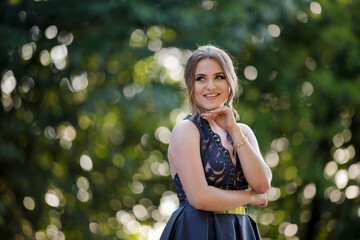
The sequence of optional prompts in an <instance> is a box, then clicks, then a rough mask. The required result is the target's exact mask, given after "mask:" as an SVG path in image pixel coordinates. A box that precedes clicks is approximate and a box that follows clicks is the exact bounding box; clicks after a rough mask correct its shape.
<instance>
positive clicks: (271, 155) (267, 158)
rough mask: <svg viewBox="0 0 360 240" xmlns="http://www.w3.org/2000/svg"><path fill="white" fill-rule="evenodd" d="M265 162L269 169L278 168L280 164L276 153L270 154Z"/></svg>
mask: <svg viewBox="0 0 360 240" xmlns="http://www.w3.org/2000/svg"><path fill="white" fill-rule="evenodd" d="M265 161H266V163H267V165H268V166H269V167H276V166H277V165H278V164H279V155H278V154H277V153H275V152H268V153H267V154H266V155H265Z"/></svg>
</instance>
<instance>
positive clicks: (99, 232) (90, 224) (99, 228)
mask: <svg viewBox="0 0 360 240" xmlns="http://www.w3.org/2000/svg"><path fill="white" fill-rule="evenodd" d="M89 229H90V231H91V232H92V233H94V234H100V233H101V228H100V225H99V224H98V223H95V222H91V223H90V224H89Z"/></svg>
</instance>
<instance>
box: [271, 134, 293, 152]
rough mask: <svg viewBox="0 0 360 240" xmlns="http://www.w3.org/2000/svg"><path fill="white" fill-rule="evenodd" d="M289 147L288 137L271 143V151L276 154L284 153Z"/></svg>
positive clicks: (279, 139)
mask: <svg viewBox="0 0 360 240" xmlns="http://www.w3.org/2000/svg"><path fill="white" fill-rule="evenodd" d="M288 147H289V140H288V139H287V138H286V137H281V138H277V139H274V140H273V141H272V142H271V149H272V150H273V151H275V152H282V151H284V150H286V149H287V148H288Z"/></svg>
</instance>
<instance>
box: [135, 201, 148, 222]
mask: <svg viewBox="0 0 360 240" xmlns="http://www.w3.org/2000/svg"><path fill="white" fill-rule="evenodd" d="M133 212H134V215H135V217H136V218H137V219H139V220H140V221H144V220H146V219H147V218H148V212H147V210H146V208H145V207H144V206H143V205H141V204H138V205H135V206H134V207H133Z"/></svg>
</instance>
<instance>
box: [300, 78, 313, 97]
mask: <svg viewBox="0 0 360 240" xmlns="http://www.w3.org/2000/svg"><path fill="white" fill-rule="evenodd" d="M301 90H302V92H303V94H304V95H305V96H307V97H309V96H311V95H312V94H313V92H314V87H313V86H312V84H311V83H309V82H308V81H305V82H304V83H303V85H302V87H301Z"/></svg>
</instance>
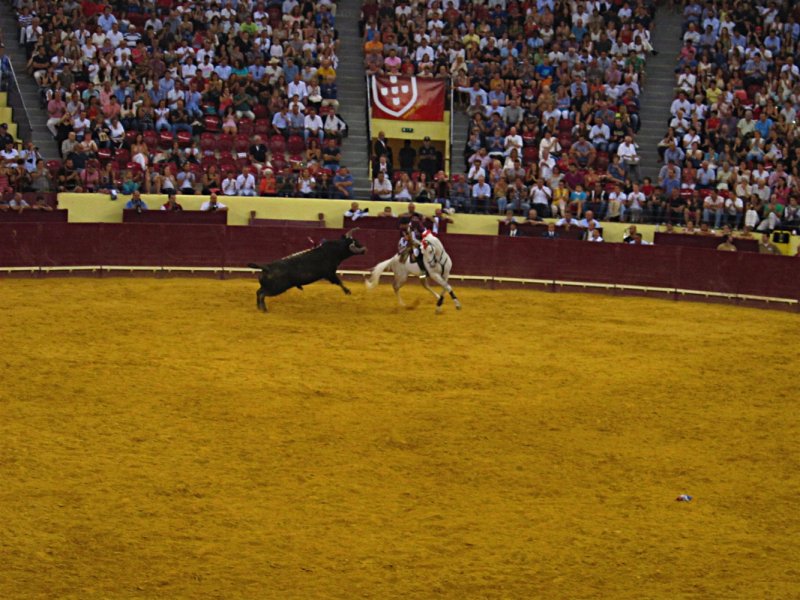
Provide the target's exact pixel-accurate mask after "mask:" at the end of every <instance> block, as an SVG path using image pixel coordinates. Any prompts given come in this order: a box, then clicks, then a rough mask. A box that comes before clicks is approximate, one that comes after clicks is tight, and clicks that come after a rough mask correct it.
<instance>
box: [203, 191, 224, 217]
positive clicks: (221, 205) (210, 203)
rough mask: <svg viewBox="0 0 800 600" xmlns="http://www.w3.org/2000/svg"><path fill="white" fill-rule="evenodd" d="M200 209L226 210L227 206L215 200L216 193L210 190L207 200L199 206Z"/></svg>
mask: <svg viewBox="0 0 800 600" xmlns="http://www.w3.org/2000/svg"><path fill="white" fill-rule="evenodd" d="M200 210H204V211H208V212H214V211H226V210H228V207H227V206H225V205H224V204H222V203H221V202H217V195H216V194H215V193H213V192H212V193H211V196H209V198H208V202H203V204H202V205H201V206H200Z"/></svg>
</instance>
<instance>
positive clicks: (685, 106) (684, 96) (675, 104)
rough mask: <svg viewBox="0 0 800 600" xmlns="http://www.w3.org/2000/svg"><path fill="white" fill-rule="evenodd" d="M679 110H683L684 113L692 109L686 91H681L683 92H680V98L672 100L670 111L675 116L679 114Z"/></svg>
mask: <svg viewBox="0 0 800 600" xmlns="http://www.w3.org/2000/svg"><path fill="white" fill-rule="evenodd" d="M678 110H682V111H683V114H688V113H690V112H691V111H692V104H691V102H689V100H688V99H687V98H686V92H685V91H681V93H680V94H678V98H677V99H676V100H673V101H672V105H671V106H670V108H669V112H670V114H671V115H672V116H673V117H675V116H677V115H678Z"/></svg>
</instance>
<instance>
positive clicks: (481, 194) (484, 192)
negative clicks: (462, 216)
mask: <svg viewBox="0 0 800 600" xmlns="http://www.w3.org/2000/svg"><path fill="white" fill-rule="evenodd" d="M472 199H473V203H472V204H473V205H472V210H471V211H470V212H474V211H475V210H478V211H480V209H481V205H483V212H484V213H486V214H487V215H488V214H489V205H490V204H491V203H492V187H491V186H490V185H489V184H488V183H486V177H484V176H483V175H479V176H478V183H476V184H475V185H473V186H472Z"/></svg>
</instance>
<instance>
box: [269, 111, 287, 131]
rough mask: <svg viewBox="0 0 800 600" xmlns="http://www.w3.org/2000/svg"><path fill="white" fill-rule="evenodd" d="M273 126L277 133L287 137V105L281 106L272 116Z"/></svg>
mask: <svg viewBox="0 0 800 600" xmlns="http://www.w3.org/2000/svg"><path fill="white" fill-rule="evenodd" d="M272 128H273V129H274V130H275V133H277V134H278V135H282V136H283V137H287V133H288V131H289V115H288V114H287V113H286V106H284V107H283V108H281V110H280V112H277V113H275V116H274V117H272Z"/></svg>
***
__What you need to do__
The expected answer is each line of the records above that includes the string "coordinates".

__Task response__
The sequence of optional prompts in an <instance> is a box, then clicks, then a rough mask. The required result is the target's exact mask, given after "mask:" as an SVG path in image pixel coordinates. A box that precedes clicks is approximate and a box that follows clicks is the exact bounding box; clicks after a rough mask correct its shape.
Provide the target's exact pixel-accurate mask after "mask:" at the end of every <instance> block, as an SVG path using image pixel coordinates. Any prompts given come in this order: a box, then clicks, then a rough mask. A box that comes before clicks is approximate, one that comes after clicks is tight, and clicks that come after a rough mask correct it.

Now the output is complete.